_TEXT SECTION_
- Born: November 26, 1953 Craig, Colorado, United States
- Died: September 19, 2015 (aged 61) Woodway, Washington
- Occupations: Director of Malaria Programs at the Bill & Melinda Gates Foundation and President of the American Society of Tropical Medicine and Hygiene
- Spouse: Janiine Babcock
- Children: 2

= Alan Magill =

Former President of the American Society of Tropical Medicine and Hygiene

Alan Jon Magill (November 26, 1953 – September 19, 2015) was the Director of Malaria Programs at the Bill & Melinda Gates Foundation and President of the American Society of Tropical Medicine and Hygiene.

== Life and career ==
Magill was born November 26, 1953, in Craig, Colorado. He graduated from Beaumont High School, Texas, and received his B.S. from Lamar University in 1976, his M.S. from the University of Rhode Island in 1978, and his M.D. from Baylor College of Medicine in 1984.

Image-grounded pointing data:
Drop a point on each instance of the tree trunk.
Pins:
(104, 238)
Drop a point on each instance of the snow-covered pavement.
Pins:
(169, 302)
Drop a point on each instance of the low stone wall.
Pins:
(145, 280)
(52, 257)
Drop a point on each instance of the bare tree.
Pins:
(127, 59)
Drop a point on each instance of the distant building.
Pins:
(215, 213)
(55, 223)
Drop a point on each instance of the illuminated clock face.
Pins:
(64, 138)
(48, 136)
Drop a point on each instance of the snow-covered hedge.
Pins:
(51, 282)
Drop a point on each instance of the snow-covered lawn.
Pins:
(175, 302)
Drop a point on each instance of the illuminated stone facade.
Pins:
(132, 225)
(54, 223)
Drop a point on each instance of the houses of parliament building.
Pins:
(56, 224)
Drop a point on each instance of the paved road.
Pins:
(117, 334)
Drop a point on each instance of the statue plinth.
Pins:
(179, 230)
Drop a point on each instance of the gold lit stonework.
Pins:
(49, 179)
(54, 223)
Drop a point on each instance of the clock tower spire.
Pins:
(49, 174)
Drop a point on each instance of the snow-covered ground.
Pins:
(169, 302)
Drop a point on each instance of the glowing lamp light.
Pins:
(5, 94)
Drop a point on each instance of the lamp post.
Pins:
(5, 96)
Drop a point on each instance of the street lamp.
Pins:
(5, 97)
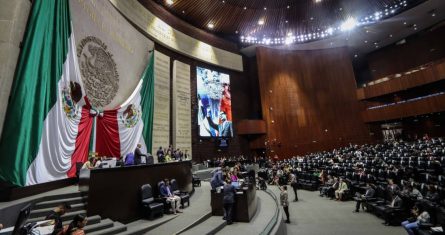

_TASKS_
(a) In the Alan Magill biography, which school awarded his M.D., and in what year?
(b) Carry on the Alan Magill biography, starting after its last sentence.

_EXERCISE RESPONSES_
(a) Baylor College of Medicine, in 1984.

(b)
He held the Head of Parasitology position at the United States Navy's Medical Research Center in Peru from 1996 to 1999.

Magill worked as Program Manager at the Defense Advanced Research Projects Agency (DARPA) from 2009 to 2012 before joining the Bill & Melinda Gates Foundation in 2012, where he worked until his death in 2015. During his tenure at the Foundation, he worked to address health issues including malaria and Ebola.